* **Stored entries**

- - -

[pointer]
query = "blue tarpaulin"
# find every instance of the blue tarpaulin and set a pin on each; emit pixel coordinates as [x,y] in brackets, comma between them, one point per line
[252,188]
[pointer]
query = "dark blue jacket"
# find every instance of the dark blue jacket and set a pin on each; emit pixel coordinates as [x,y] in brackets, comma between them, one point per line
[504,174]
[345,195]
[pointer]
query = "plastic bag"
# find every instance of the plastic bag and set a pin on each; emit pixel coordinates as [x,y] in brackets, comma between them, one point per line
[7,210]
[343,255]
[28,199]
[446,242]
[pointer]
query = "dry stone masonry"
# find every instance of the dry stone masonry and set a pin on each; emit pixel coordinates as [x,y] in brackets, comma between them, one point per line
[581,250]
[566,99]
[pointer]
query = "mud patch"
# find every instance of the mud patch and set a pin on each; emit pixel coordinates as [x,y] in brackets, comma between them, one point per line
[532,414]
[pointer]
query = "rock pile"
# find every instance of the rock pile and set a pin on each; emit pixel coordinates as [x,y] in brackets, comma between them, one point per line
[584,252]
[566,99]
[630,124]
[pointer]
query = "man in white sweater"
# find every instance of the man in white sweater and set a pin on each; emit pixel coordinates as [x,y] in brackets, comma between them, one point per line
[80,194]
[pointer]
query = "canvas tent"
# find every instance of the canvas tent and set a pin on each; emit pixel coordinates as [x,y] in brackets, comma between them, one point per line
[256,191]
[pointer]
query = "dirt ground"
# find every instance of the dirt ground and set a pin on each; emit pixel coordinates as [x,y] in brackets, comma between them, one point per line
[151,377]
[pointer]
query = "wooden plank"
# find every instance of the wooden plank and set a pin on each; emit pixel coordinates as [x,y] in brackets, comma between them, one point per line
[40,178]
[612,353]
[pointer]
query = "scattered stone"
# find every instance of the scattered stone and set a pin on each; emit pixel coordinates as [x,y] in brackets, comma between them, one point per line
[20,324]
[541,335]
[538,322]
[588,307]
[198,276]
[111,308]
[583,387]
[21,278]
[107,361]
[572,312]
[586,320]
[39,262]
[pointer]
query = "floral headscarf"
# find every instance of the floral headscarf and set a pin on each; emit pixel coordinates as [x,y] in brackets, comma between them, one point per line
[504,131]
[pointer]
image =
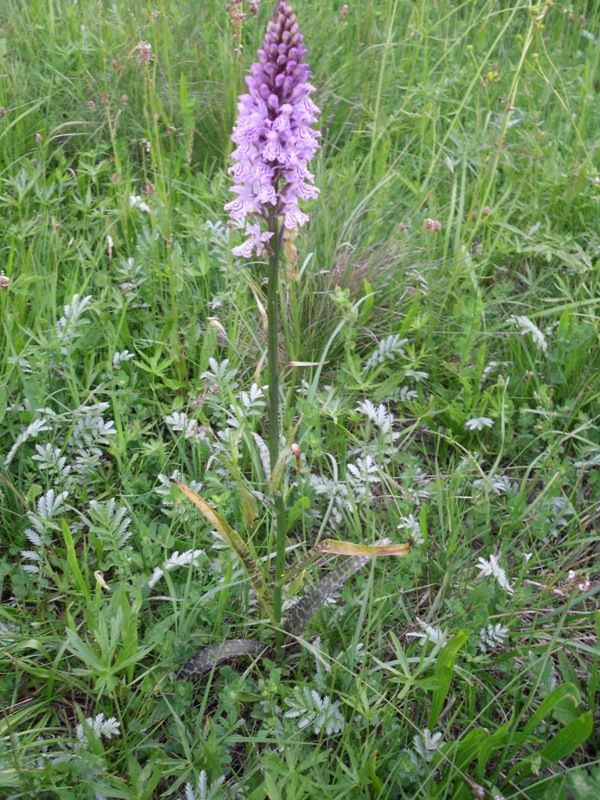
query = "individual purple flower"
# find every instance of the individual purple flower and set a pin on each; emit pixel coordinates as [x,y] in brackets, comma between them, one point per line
[273,133]
[257,239]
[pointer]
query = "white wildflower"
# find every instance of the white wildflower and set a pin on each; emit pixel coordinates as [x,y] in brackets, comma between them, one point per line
[180,422]
[103,728]
[377,414]
[416,374]
[388,349]
[119,358]
[478,423]
[527,326]
[492,567]
[426,746]
[135,201]
[32,430]
[174,560]
[492,636]
[430,633]
[411,525]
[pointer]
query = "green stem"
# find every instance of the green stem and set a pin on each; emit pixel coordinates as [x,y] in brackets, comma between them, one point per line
[273,357]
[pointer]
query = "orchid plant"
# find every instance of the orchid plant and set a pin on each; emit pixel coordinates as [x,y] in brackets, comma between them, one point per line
[275,143]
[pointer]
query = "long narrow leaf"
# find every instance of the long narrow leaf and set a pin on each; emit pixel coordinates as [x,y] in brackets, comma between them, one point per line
[349,549]
[299,615]
[568,739]
[209,657]
[444,671]
[334,547]
[237,544]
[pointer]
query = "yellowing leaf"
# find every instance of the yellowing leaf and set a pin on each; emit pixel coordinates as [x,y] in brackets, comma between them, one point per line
[361,550]
[237,544]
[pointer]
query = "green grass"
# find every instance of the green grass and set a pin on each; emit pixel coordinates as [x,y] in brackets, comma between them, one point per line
[483,116]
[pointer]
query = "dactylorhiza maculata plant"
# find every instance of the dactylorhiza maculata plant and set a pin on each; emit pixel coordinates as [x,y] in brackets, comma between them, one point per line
[274,137]
[275,142]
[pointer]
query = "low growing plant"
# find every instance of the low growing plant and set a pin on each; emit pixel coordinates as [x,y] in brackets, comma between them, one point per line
[275,142]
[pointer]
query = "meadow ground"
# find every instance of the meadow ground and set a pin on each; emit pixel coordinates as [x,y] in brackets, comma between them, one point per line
[447,287]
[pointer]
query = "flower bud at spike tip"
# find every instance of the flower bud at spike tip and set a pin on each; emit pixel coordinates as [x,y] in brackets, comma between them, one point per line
[273,133]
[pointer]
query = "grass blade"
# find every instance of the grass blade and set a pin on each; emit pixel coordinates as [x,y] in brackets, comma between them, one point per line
[237,544]
[210,656]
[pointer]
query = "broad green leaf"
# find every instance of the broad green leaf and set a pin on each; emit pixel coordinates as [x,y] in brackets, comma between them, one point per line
[469,747]
[545,709]
[568,739]
[237,544]
[209,657]
[444,671]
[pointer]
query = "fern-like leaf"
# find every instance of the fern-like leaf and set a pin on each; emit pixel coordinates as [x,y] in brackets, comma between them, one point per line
[237,544]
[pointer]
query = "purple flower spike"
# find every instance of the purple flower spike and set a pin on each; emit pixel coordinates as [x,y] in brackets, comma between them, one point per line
[273,135]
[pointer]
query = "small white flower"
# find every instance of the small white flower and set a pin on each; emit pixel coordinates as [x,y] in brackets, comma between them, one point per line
[135,201]
[492,567]
[426,746]
[492,636]
[175,560]
[478,423]
[416,374]
[527,326]
[411,525]
[102,727]
[124,355]
[432,634]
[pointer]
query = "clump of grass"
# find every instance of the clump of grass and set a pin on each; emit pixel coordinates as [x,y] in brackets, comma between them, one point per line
[454,403]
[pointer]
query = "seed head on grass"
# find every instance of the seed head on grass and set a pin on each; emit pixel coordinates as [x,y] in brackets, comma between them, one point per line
[274,135]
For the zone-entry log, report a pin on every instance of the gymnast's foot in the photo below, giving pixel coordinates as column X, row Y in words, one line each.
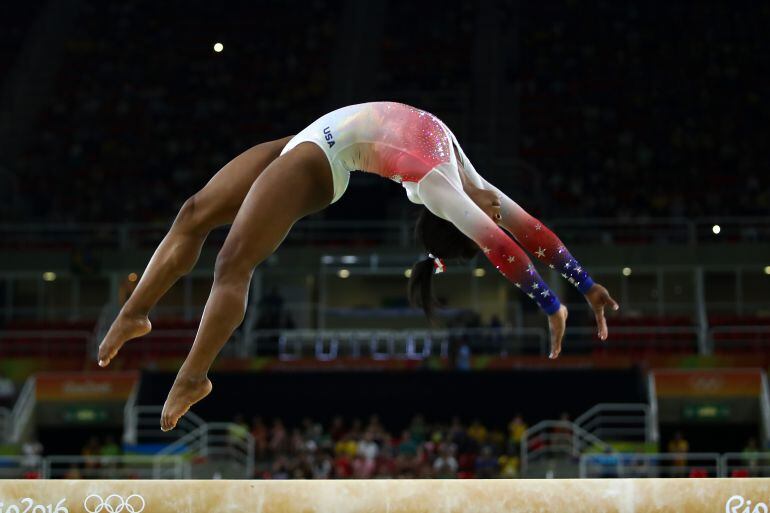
column 123, row 329
column 184, row 393
column 557, row 322
column 598, row 297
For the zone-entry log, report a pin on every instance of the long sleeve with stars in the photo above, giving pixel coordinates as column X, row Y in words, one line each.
column 533, row 235
column 446, row 199
column 536, row 238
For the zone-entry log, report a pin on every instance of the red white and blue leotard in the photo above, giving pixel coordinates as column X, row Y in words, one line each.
column 416, row 149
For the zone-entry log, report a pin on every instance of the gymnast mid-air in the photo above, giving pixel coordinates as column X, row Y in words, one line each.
column 268, row 188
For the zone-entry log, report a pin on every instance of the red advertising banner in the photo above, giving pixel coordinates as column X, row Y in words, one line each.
column 707, row 383
column 69, row 387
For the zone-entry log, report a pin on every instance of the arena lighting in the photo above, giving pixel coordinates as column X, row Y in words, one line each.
column 744, row 495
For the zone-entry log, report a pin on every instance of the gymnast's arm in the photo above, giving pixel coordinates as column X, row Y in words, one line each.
column 445, row 199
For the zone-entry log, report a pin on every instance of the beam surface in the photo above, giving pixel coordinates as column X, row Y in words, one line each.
column 391, row 496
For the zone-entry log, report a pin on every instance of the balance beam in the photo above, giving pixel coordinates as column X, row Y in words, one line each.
column 392, row 496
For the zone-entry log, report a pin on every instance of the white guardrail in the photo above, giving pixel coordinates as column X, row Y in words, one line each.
column 394, row 344
column 618, row 421
column 640, row 465
column 590, row 230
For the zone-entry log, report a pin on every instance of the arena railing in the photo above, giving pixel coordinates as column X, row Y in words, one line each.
column 395, row 233
column 15, row 467
column 650, row 465
column 419, row 344
column 410, row 344
column 142, row 425
column 739, row 338
column 618, row 421
column 23, row 410
column 552, row 440
column 746, row 464
column 5, row 424
column 44, row 343
column 116, row 467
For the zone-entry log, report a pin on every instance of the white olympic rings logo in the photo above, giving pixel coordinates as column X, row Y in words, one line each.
column 114, row 503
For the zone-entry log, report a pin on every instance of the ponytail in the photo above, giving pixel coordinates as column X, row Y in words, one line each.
column 442, row 241
column 420, row 288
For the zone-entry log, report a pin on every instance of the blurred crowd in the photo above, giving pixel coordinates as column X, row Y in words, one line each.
column 363, row 450
column 620, row 112
column 625, row 114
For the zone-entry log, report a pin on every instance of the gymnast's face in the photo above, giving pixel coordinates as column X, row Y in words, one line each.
column 487, row 201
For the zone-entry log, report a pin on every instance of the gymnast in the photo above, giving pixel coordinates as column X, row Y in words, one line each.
column 268, row 188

- - -

* **EXERCISE REQUIREMENTS**
Reproduce the lines of the records above without any change, starting with the line that contains "the white guardrail" and stopping after the line that contains "column 590, row 230".

* **COMPLETE OUTPUT**
For the zone-entry log, report a pin on every instance of the white guardrail in the photo above, giving pixel coordinates as column X, row Y in words, one line each.
column 394, row 344
column 618, row 421
column 640, row 465
column 590, row 230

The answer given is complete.